>> start Task inputs

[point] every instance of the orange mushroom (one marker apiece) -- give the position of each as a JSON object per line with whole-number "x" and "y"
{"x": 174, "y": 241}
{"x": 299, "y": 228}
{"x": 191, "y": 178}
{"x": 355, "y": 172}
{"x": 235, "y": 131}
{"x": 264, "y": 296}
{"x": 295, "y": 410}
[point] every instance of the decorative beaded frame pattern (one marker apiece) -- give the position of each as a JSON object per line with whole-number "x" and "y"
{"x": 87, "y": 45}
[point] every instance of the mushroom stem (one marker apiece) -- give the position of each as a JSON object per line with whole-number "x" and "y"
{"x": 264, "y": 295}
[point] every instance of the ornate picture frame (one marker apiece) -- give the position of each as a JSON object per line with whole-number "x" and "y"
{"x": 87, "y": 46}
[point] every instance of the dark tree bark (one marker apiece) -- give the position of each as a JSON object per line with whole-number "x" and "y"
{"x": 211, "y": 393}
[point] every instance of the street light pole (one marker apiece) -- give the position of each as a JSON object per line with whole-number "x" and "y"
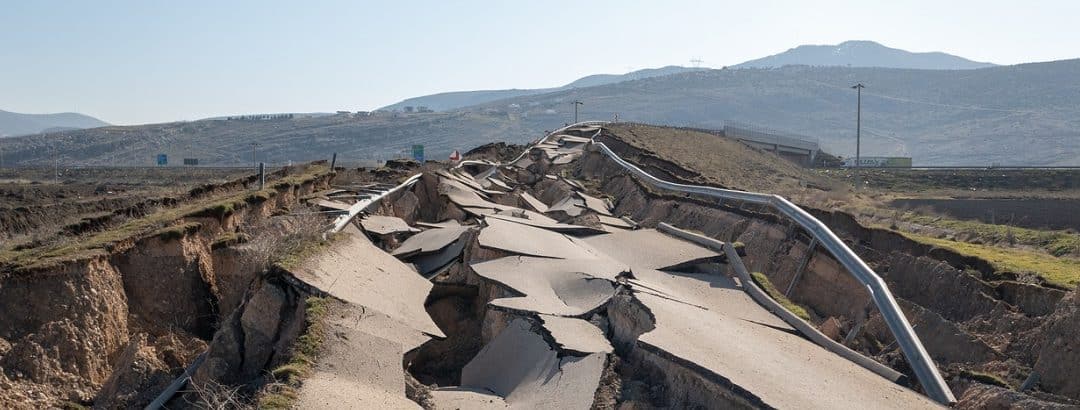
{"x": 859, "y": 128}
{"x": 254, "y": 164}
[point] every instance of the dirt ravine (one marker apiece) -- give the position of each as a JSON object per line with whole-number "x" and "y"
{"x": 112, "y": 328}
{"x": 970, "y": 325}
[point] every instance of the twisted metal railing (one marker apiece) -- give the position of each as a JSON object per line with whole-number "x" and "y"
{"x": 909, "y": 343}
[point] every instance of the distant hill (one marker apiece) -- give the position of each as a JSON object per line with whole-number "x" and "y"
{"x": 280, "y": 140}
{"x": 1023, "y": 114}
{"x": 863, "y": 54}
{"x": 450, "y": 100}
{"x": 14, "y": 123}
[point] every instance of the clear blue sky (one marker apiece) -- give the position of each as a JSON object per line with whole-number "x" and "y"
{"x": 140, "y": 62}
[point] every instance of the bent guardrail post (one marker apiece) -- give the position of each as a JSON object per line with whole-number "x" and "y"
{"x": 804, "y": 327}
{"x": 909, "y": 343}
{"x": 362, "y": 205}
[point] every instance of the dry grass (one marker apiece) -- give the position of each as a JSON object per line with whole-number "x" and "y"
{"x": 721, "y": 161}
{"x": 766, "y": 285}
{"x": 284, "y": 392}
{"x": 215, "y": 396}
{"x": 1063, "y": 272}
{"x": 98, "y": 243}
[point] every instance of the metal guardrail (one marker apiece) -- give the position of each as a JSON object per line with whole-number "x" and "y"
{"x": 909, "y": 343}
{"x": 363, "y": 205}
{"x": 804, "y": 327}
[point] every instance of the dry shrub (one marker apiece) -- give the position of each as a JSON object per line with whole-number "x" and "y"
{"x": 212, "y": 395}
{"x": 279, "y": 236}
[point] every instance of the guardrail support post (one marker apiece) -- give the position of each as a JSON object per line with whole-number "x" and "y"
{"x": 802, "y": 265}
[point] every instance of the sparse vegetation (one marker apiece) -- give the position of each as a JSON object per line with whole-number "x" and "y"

>> end Task inputs

What you need to do:
Put each line of the items above into a Markdown table with the columns Row and Entry, numbering the rows in order and skipping blank lines. Leave the pictures out of the table.

Task solution:
| Row | Entry |
|---|---|
| 1 | [point] every instance of the orange mushroom (one marker apiece) -- give the position of each as a JSON object per line with whole-number "x" and "y" |
| 2 | {"x": 174, "y": 241} |
| 3 | {"x": 299, "y": 228} |
| 4 | {"x": 191, "y": 178} |
| 5 | {"x": 355, "y": 172} |
| 6 | {"x": 235, "y": 131} |
| 7 | {"x": 264, "y": 296} |
| 8 | {"x": 295, "y": 410} |
| 9 | [point] every instance of the decorative beaded frame pattern (one marker apiece) -- give the position of each as a JSON object per line with whole-number "x" and "y" |
| 10 | {"x": 87, "y": 45} |
| 11 | [point] every instance of the mushroom stem (one marker apiece) -- give the position of each as a JSON object per line with whole-number "x" and "y" |
| 12 | {"x": 264, "y": 295} |
| 13 | [point] every instance of the ornate picture frame (one marker apiece) -- give the position of each as a JSON object per line with whole-number "x" and "y" |
| 14 | {"x": 87, "y": 46} |
| 15 | [point] every instance of the dark tree bark (one marker apiece) -- give the position of each as a JSON object per line with whole-number "x" and "y" |
| 16 | {"x": 211, "y": 393} |
| 17 | [point] every instance of the street light pole (one marker apiece) -- give the position of each as a JSON object per line with whole-number "x" and "y" |
| 18 | {"x": 859, "y": 128} |
| 19 | {"x": 254, "y": 164} |
| 20 | [point] every instance of the dirt ravine (one marker apiece) -- give the position of each as a JSON object per line with whole-number "x" and "y" |
| 21 | {"x": 112, "y": 328} |
| 22 | {"x": 970, "y": 325} |
| 23 | [point] every instance of the twisted metal railing (one marker apiece) -- give the position of each as a JSON object per line with whole-number "x" and "y" |
| 24 | {"x": 909, "y": 343} |
| 25 | [point] every instance of the distant hill (one marker apiece) -- give the position of each as a JSON object per line with whole-number "x" and "y" |
| 26 | {"x": 280, "y": 140} |
| 27 | {"x": 1023, "y": 114} |
| 28 | {"x": 863, "y": 54} |
| 29 | {"x": 450, "y": 100} |
| 30 | {"x": 14, "y": 123} |
| 31 | [point] every instance of the clear blue sky (one marker apiece) -- give the position of each as a JSON object per line with whole-number "x" and "y" |
| 32 | {"x": 140, "y": 62} |
| 33 | [point] every instance of the bent guardrail post (one marker apiece) -- give the position of each as a JSON object per line with whole-number "x" and "y" |
| 34 | {"x": 804, "y": 327} |
| 35 | {"x": 909, "y": 343} |
| 36 | {"x": 362, "y": 205} |
| 37 | [point] every instance of the dry grass (one marker apiece) -- give the position of each as a JSON object per line with whole-number "x" and "y" |
| 38 | {"x": 721, "y": 161} |
| 39 | {"x": 766, "y": 285} |
| 40 | {"x": 284, "y": 392} |
| 41 | {"x": 215, "y": 396} |
| 42 | {"x": 1063, "y": 272} |
| 43 | {"x": 98, "y": 243} |
| 44 | [point] every instance of the metal guardrail (one marker apiece) -- give the position of each as a JSON object per line with whole-number "x" and "y" |
| 45 | {"x": 909, "y": 343} |
| 46 | {"x": 363, "y": 205} |
| 47 | {"x": 804, "y": 327} |
| 48 | [point] every instance of the dry shrub (one marker apiece) -- give the position of each as a JSON object per line with whole-number "x" and "y" |
| 49 | {"x": 212, "y": 395} |
| 50 | {"x": 279, "y": 236} |
| 51 | [point] every instance of the guardrail support post (one marker apiece) -- give the position of each as a JSON object per line with whole-number "x" and "y" |
| 52 | {"x": 802, "y": 265} |
| 53 | [point] every instance of the sparse vegetation (one marker apiece) -- give the position of each as a JSON object per line with whole-number "x" and "y" |